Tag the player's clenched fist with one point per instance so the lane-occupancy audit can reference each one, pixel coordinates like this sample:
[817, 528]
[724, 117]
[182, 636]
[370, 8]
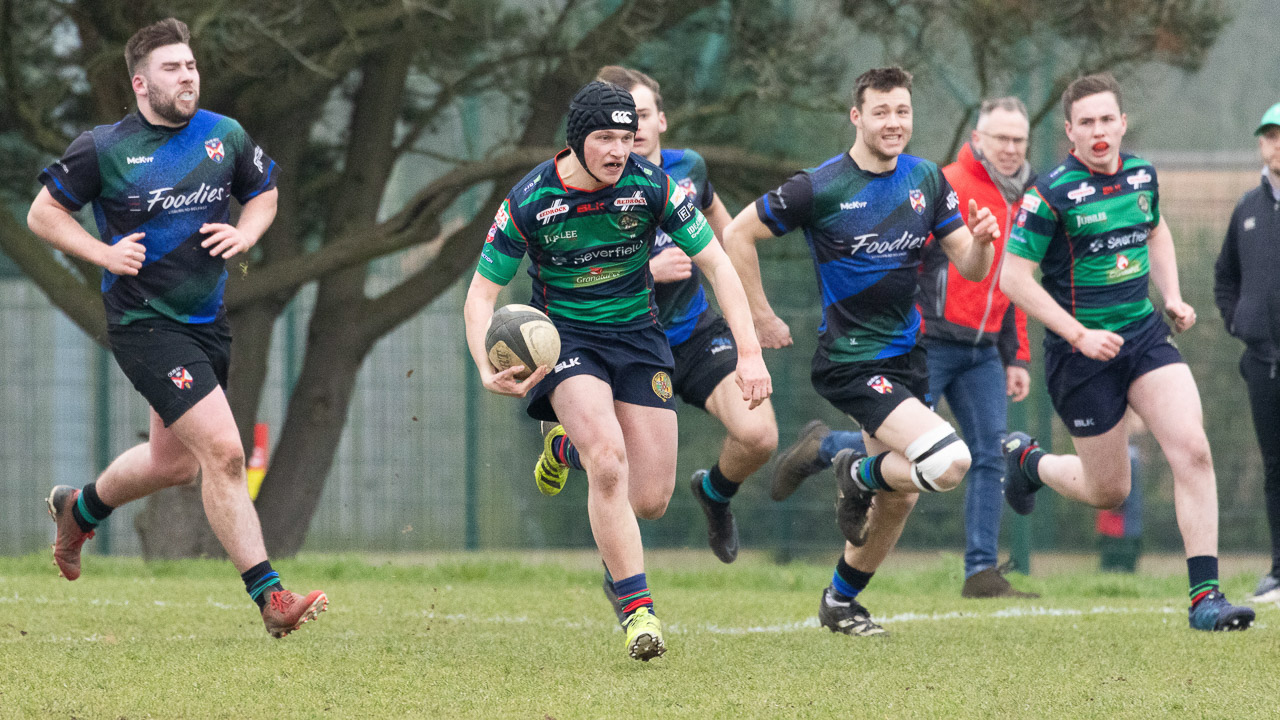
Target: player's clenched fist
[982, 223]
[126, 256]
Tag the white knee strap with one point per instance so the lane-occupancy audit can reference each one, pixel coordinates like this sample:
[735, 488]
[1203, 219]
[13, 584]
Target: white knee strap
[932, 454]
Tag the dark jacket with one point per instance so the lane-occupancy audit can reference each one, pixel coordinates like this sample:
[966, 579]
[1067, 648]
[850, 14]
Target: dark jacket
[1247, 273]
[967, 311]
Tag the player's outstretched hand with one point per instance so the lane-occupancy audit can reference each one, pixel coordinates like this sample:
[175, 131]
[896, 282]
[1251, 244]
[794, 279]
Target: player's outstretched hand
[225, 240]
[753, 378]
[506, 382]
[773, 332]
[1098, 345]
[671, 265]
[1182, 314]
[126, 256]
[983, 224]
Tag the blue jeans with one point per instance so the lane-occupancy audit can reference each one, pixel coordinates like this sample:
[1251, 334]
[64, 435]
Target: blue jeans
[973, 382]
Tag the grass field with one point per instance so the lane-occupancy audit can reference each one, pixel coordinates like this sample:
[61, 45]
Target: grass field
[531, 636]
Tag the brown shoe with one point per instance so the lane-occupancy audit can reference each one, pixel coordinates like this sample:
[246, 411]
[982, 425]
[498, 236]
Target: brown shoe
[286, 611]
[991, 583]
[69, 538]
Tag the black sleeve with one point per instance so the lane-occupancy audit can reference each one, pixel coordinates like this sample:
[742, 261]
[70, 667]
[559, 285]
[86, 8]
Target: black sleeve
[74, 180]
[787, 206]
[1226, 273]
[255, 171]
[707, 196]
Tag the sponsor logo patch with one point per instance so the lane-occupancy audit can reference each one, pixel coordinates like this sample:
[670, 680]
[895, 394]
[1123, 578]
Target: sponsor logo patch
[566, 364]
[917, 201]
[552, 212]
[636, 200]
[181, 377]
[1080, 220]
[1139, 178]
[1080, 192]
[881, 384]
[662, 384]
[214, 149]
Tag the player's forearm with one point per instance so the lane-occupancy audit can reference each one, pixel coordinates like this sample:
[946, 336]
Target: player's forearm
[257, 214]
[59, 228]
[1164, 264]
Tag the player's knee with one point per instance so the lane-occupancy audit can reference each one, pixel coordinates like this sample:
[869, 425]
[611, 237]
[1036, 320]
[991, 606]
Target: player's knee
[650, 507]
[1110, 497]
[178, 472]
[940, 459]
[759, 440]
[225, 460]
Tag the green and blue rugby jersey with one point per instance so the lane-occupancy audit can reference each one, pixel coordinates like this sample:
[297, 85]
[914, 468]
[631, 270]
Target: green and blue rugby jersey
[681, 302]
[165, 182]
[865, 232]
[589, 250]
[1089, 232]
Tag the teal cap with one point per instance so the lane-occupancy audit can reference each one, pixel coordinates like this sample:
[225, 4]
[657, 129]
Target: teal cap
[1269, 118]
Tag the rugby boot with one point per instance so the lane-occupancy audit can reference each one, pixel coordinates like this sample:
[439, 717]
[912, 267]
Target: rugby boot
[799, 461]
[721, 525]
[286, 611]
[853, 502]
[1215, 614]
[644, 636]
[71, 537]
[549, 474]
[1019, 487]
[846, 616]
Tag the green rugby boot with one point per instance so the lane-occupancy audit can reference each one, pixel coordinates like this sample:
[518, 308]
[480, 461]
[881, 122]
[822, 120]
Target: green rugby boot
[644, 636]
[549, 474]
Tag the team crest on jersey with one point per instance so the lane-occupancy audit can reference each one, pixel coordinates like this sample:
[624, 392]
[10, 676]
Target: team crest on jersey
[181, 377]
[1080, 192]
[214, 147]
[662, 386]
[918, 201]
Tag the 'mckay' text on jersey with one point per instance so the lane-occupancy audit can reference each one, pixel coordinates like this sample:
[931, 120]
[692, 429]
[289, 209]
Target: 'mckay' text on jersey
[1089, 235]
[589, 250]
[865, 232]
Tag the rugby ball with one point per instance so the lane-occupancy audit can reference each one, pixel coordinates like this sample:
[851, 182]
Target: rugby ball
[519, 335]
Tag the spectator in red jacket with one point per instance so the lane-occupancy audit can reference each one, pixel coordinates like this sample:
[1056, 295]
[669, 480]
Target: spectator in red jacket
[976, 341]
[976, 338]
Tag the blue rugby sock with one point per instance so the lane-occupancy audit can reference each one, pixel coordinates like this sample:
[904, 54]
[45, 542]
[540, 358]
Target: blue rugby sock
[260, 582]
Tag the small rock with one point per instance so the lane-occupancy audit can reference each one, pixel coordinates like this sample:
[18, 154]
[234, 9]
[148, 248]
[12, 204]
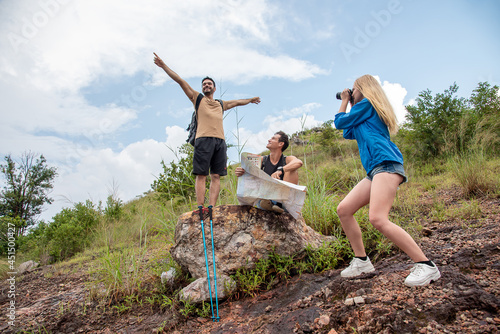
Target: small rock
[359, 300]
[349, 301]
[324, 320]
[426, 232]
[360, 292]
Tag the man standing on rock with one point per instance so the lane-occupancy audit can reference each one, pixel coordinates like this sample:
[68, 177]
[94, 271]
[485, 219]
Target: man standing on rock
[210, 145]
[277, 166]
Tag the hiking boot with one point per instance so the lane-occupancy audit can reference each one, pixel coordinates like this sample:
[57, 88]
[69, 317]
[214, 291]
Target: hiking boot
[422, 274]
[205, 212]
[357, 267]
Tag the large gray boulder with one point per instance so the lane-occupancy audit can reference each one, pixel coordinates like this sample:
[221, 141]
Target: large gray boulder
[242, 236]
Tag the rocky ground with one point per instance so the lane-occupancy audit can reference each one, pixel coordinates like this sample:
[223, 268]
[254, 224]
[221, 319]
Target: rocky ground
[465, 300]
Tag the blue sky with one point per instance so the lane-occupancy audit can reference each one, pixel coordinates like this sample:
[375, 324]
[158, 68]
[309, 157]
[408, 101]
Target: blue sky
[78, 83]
════════════════
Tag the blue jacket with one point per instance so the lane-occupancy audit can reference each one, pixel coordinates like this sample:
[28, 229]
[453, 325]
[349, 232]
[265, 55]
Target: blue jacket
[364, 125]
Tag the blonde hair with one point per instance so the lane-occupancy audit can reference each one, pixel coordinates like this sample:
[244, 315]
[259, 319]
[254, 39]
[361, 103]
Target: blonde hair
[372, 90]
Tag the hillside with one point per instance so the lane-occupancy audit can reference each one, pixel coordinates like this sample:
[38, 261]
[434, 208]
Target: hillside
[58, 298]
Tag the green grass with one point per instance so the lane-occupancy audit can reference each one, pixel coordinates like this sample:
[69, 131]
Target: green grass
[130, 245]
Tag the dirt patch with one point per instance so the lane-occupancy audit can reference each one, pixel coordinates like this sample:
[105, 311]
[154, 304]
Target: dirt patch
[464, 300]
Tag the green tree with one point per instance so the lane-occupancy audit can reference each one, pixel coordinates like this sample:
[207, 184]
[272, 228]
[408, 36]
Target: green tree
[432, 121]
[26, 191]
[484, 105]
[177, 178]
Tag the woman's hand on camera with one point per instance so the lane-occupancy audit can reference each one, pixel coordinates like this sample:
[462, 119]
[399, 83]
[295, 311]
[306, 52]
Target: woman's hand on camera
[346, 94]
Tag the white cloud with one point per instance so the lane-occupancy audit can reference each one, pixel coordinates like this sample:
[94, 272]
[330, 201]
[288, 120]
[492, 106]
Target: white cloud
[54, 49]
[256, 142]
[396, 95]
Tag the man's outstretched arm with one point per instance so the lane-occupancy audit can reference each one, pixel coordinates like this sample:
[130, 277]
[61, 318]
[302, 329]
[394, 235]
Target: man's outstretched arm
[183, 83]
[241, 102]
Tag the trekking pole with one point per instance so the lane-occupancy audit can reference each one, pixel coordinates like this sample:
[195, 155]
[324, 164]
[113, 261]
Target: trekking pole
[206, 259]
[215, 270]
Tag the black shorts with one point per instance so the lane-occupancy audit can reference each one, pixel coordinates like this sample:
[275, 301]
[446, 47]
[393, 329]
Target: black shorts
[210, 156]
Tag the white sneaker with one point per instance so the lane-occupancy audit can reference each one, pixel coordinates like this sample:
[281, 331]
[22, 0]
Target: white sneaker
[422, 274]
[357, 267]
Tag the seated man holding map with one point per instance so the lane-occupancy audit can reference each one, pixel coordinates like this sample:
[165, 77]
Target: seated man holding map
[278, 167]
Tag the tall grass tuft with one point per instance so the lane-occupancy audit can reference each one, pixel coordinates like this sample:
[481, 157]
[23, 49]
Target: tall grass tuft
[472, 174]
════════════════
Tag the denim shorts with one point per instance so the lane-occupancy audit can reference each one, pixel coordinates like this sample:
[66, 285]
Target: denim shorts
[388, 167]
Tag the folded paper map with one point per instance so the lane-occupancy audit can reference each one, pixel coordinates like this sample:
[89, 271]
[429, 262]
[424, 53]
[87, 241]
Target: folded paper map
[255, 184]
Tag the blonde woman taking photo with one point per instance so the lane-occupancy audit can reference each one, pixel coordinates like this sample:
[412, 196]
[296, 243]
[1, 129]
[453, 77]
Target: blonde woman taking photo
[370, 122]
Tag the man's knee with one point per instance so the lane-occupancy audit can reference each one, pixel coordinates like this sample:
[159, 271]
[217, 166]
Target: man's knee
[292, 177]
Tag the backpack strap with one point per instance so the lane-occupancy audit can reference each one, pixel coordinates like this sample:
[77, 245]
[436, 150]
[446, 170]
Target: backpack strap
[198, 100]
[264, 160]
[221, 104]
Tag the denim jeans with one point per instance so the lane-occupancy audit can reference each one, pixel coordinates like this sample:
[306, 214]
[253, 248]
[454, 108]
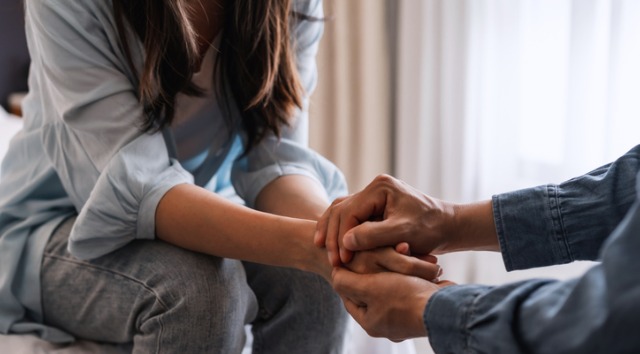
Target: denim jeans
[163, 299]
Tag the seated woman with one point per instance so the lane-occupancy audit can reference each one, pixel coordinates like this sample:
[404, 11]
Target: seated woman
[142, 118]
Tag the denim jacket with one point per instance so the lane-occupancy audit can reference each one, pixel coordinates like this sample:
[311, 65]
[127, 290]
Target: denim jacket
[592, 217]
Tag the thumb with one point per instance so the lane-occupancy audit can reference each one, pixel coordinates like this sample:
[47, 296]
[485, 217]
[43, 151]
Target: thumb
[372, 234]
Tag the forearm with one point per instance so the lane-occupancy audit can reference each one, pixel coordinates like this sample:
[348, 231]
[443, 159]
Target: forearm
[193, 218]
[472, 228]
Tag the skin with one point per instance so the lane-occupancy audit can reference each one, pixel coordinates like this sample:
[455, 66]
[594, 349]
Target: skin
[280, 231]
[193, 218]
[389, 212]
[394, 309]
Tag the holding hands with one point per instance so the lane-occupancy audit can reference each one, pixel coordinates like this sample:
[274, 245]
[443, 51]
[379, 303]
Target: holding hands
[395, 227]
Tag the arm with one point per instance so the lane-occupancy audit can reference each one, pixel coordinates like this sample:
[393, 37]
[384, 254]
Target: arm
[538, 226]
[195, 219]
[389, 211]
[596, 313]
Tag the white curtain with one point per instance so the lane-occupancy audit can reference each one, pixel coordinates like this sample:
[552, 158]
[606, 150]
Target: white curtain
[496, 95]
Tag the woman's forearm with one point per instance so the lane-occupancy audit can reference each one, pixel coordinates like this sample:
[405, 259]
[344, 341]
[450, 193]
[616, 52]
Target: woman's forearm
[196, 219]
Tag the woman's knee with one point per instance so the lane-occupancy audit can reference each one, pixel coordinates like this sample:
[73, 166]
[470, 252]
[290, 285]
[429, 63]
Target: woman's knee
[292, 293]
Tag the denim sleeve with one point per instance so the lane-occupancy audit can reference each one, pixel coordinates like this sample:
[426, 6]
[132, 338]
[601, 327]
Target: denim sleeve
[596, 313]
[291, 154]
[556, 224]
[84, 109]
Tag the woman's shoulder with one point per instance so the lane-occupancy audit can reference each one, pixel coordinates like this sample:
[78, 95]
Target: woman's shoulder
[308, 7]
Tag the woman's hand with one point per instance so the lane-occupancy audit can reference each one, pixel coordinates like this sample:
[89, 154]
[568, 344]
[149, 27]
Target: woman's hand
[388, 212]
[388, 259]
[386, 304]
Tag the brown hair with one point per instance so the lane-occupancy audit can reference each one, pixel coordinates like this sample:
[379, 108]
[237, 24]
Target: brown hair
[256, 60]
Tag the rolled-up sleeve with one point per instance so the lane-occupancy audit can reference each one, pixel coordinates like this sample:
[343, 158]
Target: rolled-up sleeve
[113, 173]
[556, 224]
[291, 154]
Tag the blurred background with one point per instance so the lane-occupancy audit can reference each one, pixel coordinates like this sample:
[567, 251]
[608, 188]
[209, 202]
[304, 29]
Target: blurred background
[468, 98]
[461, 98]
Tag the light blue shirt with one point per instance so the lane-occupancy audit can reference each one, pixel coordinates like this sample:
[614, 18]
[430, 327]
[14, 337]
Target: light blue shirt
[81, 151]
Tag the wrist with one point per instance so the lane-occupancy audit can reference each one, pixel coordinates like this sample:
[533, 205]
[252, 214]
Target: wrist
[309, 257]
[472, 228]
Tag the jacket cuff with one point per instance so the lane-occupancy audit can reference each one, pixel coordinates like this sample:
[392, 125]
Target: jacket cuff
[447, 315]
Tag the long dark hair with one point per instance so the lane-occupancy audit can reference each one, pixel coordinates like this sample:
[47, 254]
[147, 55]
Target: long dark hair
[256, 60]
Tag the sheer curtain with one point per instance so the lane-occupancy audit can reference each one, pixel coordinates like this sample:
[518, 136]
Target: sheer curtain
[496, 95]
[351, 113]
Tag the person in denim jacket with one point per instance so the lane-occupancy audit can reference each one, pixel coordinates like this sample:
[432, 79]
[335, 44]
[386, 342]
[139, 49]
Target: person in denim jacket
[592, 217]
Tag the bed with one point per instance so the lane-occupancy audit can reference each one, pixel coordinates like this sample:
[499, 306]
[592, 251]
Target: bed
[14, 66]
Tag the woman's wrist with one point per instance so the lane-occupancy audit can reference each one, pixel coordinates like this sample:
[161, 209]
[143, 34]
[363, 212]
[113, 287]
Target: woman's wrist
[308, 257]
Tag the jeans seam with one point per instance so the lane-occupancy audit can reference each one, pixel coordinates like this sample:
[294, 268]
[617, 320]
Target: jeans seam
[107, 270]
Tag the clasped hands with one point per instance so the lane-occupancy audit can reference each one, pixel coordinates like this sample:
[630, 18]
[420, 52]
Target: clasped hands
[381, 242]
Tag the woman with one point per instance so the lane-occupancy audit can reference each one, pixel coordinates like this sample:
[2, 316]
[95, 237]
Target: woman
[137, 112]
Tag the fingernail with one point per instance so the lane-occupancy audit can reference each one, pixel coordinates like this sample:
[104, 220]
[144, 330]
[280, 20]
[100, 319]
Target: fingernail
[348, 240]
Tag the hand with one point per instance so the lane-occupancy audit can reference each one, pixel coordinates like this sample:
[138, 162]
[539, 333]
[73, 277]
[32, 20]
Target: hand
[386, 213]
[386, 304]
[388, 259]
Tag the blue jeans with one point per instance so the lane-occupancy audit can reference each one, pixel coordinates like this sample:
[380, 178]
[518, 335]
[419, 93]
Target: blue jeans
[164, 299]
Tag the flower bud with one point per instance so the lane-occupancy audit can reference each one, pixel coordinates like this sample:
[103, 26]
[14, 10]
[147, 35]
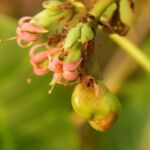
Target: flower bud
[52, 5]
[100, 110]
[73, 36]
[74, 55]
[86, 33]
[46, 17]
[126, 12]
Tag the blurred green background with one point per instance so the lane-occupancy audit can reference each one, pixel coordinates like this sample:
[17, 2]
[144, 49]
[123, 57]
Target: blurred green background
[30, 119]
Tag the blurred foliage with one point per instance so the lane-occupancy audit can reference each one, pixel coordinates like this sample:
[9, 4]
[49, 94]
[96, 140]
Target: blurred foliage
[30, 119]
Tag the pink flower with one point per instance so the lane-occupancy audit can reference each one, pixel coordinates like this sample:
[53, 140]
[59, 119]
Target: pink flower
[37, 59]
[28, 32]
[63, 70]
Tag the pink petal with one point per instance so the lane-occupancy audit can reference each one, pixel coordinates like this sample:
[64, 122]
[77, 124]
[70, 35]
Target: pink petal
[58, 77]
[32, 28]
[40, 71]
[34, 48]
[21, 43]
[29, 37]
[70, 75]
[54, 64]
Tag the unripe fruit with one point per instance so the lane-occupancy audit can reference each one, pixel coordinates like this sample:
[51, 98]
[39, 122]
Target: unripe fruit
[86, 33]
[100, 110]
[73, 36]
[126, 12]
════════════════
* _Task prompt_: In the entries above, which lines run from the one with "Tag the player's clenched" up to and including the one with "[1251, 334]"? Write them out exactly, without the pictures.

* _Written answer_:
Tag the player's clenched fist with one point per instance so the lane-occupancy audit can reference each one, pixel coordinates like this sample:
[817, 528]
[724, 117]
[182, 636]
[370, 8]
Target: player's clenched fist
[982, 223]
[126, 256]
Tag the white knee strap with one point per instance so the lane-occupancy audit can reference each one, pixel coordinates like this sample:
[735, 488]
[1203, 219]
[13, 584]
Target: white knee strap
[932, 454]
Tag the dark jacket with one point per instance so the lane-occupancy audit can reference each one, pixel coordinates like this sample:
[966, 579]
[1067, 648]
[850, 14]
Target: dark jacket
[1247, 273]
[967, 311]
Tag the player's outstretched hand with one point per instance so the lane-occupancy audit can reference each one, pixel coordinates like this sample:
[175, 131]
[896, 282]
[1251, 244]
[794, 279]
Target: player's outstretched hand
[225, 240]
[753, 378]
[506, 382]
[773, 332]
[1098, 345]
[671, 265]
[1182, 314]
[126, 256]
[983, 224]
Tag the blue jeans with one point per instance so the lane-occupancy audit can reference each one, pixel coordinates like this sample:
[1251, 334]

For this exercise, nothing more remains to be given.